Reading text =>
'''
God reminds us on many occasions in the Qur'an of basic, foundational truth - truths that are so foundational and so basic that that are like the elementary building blocks of consciousness. Among these basic foundations is that believers - both men and women – support each other (Q9:71). A wali (pl. awliyaa) is not just an ally or supporter, but someone who has a privity of relationship with you so that there is a reciprocal obligation of caretaking. In other words, they become responsible for you and you become responsible for them. Believers, men and women, become each other's charge. A charge is one that you bear an obligation towards; an obligation of caretaking, an obligation of safety, an obligation to do no harm, and an obligation to do only good.

 

God then follows this with elucidation about the nature of this obligation. That is that the relationship of support and alliance, is founded on pursuing, promoting and establishing goodness, as well as on resisting what is not good, what is evil, and what is bad. What follows is the backbone of Islam: that the established prayers help one another in a life anchored around this blissful relationship with your Maker, where you stand before your Maker five times a day.

 

Followed after prayer is giving zakat. Prayer has to do with sacred space and sacred time; and the fact that we must help one another to realize the importance and the role of sacred space and sacred time, and to facilitate our hearts for one another, for our hearts to embrace this relationship with our Maker.  Giving zakat: our relationship with our Maker, unless translated into concrete terms - translated into the way we can relate to material things - becomes meaningless because people who are preoccupied with the anxiety of making a living will find it very difficult to pursue a meaningful relationship with truth or a meaningful understanding of evil. And indeed, they will find it very difficult to establish a meaningful understanding of their Maker and of sacred space and sacred time.
'''
Records supplied =>
'''
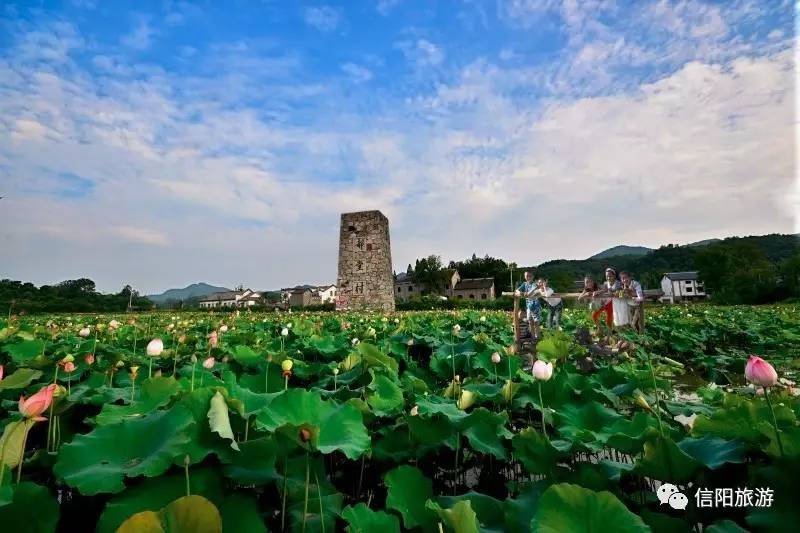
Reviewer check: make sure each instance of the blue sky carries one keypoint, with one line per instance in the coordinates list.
(162, 143)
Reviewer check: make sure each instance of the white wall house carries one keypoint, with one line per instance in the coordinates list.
(680, 286)
(327, 294)
(245, 298)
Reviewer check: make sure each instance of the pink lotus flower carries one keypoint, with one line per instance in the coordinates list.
(37, 404)
(759, 372)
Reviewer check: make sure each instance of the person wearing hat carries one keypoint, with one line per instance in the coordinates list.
(610, 286)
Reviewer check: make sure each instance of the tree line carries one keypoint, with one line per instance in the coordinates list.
(76, 295)
(736, 270)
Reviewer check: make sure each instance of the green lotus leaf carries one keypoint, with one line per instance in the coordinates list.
(536, 452)
(254, 464)
(21, 378)
(318, 486)
(99, 461)
(219, 421)
(339, 427)
(486, 432)
(489, 511)
(154, 493)
(12, 441)
(713, 452)
(32, 509)
(240, 514)
(362, 519)
(155, 392)
(374, 358)
(460, 518)
(189, 514)
(743, 419)
(25, 351)
(565, 507)
(386, 397)
(664, 460)
(586, 424)
(246, 356)
(408, 490)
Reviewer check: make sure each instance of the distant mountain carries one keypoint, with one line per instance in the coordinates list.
(195, 290)
(618, 251)
(705, 242)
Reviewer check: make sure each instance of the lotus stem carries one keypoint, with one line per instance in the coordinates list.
(305, 501)
(319, 499)
(283, 497)
(774, 420)
(541, 406)
(22, 452)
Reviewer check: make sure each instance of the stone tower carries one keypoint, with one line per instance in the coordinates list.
(365, 278)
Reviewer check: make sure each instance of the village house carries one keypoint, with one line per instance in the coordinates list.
(680, 286)
(240, 298)
(452, 286)
(305, 295)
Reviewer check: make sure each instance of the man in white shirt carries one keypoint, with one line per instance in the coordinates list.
(555, 305)
(632, 290)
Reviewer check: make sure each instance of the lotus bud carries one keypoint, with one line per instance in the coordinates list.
(466, 400)
(542, 371)
(760, 372)
(155, 347)
(508, 391)
(37, 404)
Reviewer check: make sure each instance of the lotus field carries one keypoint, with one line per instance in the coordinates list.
(424, 421)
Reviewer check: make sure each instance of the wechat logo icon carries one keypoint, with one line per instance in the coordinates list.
(669, 494)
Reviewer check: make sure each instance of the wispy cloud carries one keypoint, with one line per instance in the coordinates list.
(140, 38)
(323, 18)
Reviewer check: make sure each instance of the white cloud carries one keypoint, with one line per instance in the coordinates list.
(421, 52)
(357, 73)
(140, 38)
(323, 18)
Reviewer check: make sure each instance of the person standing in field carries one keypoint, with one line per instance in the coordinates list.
(533, 308)
(555, 306)
(632, 290)
(606, 292)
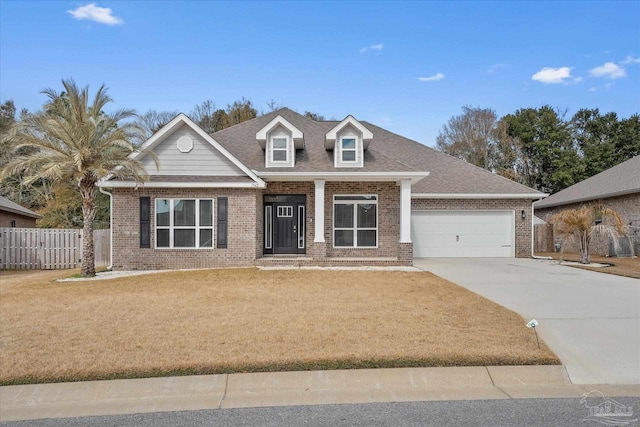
'''
Goals =>
(a) Reproduce the stretch of the reflection on believers' mutual support from "Followed after prayer" through "and sacred time.".
(b) In the reflection on believers' mutual support, how many times a day does a person stand before their Maker in the established prayers?
(c) Take the reflection on believers' mutual support further, starting after its final sentence.

Exercise answers =>
(a)
Followed after prayer is giving zakat. Prayer has to do with sacred space and sacred time; and the fact that we must help one another to realize the importance and the role of sacred space and sacred time, and to facilitate our hearts for one another, for our hearts to embrace this relationship with our Maker.  Giving zakat: our relationship with our Maker, unless translated into concrete terms - translated into the way we can relate to material things - becomes meaningless because people who are preoccupied with the anxiety of making a living will find it very difficult to pursue a meaningful relationship with truth or a meaningful understanding of evil. And indeed, they will find it very difficult to establish a meaningful understanding of their Maker and of sacred space and sacred time.

(b) Five times a day.

(c)
 

We are called to bear the weight for one another: to aid each other in a holistic understanding of what is needed for a life turned towards God, a life in which it becomes possible to gaze towards the Lord and focus on the Lord without fear, without anxiety, without trepidation, without persecution, and without injustice; because poverty, persecution, injustice, instability, insecurity, and anxiety are all corrupting influences upon the human psyche that serve as severe impediments before the intellect in its pursuit of a meaningful understanding of its existence and the relationship of the divine in this existence.

 

This is precisely why God tells us clearly that if we understand that we bear responsibility for one another; if we anchor our lives around the principle of coming together to promote what is good and to resist what is evil; if we come together to remind one another and facilitate the path of establishing prayer, sacred space, and sacred time amongst ourselves; if we come together to end poverty, to end need, to end hunger - these are the people that deserve God's mercy, God’s succour, and God’s tranquility.

 

It is no coincidence that in Surah Al-Tawbah, right after God reminds us of these basic building elements; right after God commands the Prophet and the believers not to wane and not to compromise when it comes to struggling and launching a systematic, unwavering struggle against all those who represent a sworn foe to these basic fundamental principles of Islamic life, God tells the Prophet to strive against the disbelievers and the hypocrites (Q9:73). 

 

As to those that the Qur'an describes as the disbelievers (kuffar) - and every age and time has its kuffar - the rejection of morality, ethics and virtue in an age of hedonism and egocentrism becomes the very embodiment of kufr (disbelief) and hypocrisy. So the command is that at the same time that we understand what defines a relationship between those who are committed to the common cause of virtue and morality - and a common understanding of justice; and the relationship of a human being to the Lord; and the relationship of a human being to the very idea of goodness - what is also needed is vigilance, strength and endurance: persistence in resisting what is opposite; in resisting what threatens this basic relationship among those who are committed to turning their gaze towards their Lord and surrendering themselves to their Lord.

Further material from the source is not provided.